*Required work:*
Starting from the line that contains "Reviewer note: confirm that every instance of the smiling", reproduce each line exactly through the end of the material, and include no other lines.

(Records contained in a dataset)

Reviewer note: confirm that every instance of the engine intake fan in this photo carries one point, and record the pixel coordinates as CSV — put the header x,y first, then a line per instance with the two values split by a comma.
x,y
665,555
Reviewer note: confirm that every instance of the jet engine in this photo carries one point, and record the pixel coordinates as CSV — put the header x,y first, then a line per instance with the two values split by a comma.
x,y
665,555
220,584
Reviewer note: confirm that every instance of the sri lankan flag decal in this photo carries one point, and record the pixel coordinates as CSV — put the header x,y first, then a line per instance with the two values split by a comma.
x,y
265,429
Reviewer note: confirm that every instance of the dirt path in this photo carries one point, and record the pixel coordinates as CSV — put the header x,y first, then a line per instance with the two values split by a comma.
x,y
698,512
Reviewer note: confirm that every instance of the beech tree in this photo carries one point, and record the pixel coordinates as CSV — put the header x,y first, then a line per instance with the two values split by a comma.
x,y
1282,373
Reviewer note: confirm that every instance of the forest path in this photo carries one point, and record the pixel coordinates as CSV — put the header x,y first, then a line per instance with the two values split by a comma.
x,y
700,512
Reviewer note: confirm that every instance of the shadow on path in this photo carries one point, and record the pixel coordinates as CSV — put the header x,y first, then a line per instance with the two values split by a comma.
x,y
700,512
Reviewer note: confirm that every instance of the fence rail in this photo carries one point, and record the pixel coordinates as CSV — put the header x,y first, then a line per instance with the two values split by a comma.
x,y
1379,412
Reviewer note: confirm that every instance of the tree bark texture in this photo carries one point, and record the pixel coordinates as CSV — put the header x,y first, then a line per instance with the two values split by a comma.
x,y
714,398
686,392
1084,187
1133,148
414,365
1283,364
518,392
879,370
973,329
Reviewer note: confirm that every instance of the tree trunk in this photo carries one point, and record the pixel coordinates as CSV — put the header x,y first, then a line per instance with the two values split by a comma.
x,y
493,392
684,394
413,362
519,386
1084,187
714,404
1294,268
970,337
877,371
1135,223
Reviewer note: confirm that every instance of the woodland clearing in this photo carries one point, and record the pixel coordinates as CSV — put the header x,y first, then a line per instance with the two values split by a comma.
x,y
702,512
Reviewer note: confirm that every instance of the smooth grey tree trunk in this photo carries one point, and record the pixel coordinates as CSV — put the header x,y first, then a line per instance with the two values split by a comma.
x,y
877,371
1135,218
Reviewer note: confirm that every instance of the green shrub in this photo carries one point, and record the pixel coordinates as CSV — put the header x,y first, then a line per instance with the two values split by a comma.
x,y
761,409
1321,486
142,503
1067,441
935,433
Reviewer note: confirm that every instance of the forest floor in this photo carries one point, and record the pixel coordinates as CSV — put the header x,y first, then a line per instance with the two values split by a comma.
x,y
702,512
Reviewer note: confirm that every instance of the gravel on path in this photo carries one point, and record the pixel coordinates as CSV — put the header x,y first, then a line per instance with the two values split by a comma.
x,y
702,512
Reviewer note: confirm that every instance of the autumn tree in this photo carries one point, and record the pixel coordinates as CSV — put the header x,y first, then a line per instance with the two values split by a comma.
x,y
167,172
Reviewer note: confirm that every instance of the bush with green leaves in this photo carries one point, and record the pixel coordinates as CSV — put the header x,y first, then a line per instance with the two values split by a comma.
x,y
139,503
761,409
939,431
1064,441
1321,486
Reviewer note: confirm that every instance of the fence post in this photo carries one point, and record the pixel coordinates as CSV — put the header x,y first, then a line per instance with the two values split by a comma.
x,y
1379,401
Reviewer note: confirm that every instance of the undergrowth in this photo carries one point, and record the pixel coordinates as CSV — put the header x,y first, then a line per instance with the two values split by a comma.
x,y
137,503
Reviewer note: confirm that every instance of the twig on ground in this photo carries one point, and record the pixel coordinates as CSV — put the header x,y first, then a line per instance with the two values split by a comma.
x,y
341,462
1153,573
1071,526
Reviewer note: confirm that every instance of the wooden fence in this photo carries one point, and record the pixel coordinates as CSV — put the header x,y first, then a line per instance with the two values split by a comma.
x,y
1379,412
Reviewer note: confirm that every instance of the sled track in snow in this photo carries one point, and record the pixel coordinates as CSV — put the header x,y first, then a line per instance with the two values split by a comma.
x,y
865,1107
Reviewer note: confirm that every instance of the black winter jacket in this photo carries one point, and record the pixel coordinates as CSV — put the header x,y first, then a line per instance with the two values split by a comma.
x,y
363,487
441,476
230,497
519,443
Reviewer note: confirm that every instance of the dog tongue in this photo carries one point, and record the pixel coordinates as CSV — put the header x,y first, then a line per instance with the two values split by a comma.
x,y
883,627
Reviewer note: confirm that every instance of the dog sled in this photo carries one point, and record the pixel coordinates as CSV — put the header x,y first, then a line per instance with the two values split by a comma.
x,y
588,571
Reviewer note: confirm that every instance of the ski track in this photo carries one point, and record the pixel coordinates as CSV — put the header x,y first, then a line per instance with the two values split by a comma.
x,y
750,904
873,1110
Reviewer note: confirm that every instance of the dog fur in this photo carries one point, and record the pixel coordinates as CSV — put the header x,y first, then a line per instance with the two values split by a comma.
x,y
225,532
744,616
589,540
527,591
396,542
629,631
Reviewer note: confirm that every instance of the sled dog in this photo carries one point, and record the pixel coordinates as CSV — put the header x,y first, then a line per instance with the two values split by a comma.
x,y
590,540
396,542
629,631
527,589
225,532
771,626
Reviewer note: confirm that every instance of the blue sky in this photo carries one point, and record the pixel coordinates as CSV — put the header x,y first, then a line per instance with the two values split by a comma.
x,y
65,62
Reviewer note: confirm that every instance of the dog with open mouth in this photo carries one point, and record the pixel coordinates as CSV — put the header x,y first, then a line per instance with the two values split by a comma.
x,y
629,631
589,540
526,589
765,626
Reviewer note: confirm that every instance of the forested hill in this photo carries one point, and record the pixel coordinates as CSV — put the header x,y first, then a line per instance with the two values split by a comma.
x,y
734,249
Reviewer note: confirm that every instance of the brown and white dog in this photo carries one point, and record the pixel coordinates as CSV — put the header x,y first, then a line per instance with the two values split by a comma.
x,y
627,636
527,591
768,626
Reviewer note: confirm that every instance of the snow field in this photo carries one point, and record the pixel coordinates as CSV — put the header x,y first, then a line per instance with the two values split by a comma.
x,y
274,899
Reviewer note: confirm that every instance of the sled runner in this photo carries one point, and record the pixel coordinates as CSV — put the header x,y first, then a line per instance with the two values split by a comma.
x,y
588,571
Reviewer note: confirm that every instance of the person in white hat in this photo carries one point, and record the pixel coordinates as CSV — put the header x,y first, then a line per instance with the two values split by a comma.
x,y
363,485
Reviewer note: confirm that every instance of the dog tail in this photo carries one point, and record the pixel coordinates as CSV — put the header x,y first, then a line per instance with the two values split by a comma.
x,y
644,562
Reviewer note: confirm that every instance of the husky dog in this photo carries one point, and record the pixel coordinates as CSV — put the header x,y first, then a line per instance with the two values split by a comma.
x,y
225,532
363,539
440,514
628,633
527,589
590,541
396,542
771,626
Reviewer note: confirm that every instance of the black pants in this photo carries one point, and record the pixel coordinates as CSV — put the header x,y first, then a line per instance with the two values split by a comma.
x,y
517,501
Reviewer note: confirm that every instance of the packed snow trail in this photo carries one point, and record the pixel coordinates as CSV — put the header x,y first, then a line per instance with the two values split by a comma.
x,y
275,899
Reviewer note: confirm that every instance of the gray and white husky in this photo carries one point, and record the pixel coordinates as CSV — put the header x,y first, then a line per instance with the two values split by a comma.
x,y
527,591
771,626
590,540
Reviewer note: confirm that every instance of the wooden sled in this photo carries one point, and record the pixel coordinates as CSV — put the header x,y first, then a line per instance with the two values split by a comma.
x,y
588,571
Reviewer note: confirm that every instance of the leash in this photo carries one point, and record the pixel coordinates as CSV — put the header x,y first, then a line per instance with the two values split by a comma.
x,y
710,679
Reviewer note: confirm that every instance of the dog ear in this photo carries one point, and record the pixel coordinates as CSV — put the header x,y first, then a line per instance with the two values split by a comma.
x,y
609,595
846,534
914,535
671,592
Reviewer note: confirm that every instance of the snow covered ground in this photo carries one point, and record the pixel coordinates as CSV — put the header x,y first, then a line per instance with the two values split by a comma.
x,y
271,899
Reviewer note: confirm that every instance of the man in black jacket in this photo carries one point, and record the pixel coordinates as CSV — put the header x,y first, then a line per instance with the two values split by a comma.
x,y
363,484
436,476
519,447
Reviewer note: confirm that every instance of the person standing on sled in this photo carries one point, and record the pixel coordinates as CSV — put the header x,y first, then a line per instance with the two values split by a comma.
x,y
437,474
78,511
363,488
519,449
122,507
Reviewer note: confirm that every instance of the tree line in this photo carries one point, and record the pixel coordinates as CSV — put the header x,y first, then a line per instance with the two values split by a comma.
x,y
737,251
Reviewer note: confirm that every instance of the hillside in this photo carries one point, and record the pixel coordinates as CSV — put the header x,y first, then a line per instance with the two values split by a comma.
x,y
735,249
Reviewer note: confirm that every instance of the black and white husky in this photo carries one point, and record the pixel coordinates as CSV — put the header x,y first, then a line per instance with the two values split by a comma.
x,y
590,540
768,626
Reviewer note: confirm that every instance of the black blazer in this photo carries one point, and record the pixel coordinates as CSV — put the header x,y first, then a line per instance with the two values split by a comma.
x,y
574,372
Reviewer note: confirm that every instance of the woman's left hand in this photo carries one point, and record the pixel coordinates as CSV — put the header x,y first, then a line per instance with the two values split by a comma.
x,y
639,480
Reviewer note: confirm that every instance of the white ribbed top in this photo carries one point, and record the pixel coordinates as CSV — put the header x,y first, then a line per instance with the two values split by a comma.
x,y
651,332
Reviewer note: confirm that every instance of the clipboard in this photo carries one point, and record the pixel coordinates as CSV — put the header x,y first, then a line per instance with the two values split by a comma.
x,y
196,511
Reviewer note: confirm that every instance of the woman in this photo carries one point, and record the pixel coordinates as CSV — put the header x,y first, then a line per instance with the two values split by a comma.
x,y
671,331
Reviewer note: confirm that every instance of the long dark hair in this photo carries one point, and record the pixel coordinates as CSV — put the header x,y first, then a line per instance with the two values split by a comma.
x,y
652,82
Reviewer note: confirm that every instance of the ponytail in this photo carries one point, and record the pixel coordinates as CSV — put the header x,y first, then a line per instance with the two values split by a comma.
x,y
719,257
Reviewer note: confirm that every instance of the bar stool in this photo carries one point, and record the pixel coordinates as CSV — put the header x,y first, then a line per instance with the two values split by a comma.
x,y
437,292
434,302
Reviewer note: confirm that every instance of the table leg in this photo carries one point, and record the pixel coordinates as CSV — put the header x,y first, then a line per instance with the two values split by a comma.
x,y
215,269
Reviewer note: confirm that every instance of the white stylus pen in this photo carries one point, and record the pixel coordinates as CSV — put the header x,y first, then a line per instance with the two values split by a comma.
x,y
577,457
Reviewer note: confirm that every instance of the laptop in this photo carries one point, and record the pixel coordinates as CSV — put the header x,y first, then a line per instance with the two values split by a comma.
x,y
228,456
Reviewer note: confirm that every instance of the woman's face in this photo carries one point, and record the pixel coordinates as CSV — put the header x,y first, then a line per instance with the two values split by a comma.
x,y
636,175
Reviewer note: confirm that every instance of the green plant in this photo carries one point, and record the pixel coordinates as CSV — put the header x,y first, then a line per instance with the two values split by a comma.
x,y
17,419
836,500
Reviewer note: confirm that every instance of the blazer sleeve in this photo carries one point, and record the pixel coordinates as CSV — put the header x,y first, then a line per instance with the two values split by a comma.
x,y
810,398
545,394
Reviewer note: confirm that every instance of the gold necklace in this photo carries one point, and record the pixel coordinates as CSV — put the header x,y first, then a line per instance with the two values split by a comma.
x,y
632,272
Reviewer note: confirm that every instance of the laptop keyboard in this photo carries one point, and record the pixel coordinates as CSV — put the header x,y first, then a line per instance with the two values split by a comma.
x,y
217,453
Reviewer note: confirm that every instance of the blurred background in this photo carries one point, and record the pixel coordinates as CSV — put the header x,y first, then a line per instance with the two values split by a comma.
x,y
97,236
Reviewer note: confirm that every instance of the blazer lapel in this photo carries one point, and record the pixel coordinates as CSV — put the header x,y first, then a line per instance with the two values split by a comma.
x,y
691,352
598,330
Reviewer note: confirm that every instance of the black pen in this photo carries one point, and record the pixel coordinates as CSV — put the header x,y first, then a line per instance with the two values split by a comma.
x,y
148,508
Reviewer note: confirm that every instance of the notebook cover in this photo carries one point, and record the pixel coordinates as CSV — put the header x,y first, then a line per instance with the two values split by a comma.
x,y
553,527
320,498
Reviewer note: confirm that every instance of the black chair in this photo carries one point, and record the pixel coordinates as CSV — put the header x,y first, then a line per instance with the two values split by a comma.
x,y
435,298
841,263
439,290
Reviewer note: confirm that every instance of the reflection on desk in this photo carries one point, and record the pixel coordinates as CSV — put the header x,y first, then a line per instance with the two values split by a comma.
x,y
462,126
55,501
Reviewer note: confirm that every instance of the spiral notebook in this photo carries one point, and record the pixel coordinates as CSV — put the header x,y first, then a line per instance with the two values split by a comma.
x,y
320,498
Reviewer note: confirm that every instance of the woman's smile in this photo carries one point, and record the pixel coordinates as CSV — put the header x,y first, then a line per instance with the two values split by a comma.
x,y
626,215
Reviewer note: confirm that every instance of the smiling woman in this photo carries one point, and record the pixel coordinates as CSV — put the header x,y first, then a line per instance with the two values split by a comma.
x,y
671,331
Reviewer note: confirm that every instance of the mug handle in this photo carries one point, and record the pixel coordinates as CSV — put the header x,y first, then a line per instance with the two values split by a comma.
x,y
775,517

*Result of the task:*
Reviewer note: confirm that every instance of the smiling woman in this photo carries one point, and record the pixel coordinates as CSV — put the header x,y first, then a line per instance with the two values split by a comma.
x,y
671,331
Reviewer note: confirm that every instance of the mug handle in this photo carries one point, and record the pixel coordinates as CSV — put the header x,y first, then a line per instance with the two values split by a comma.
x,y
775,517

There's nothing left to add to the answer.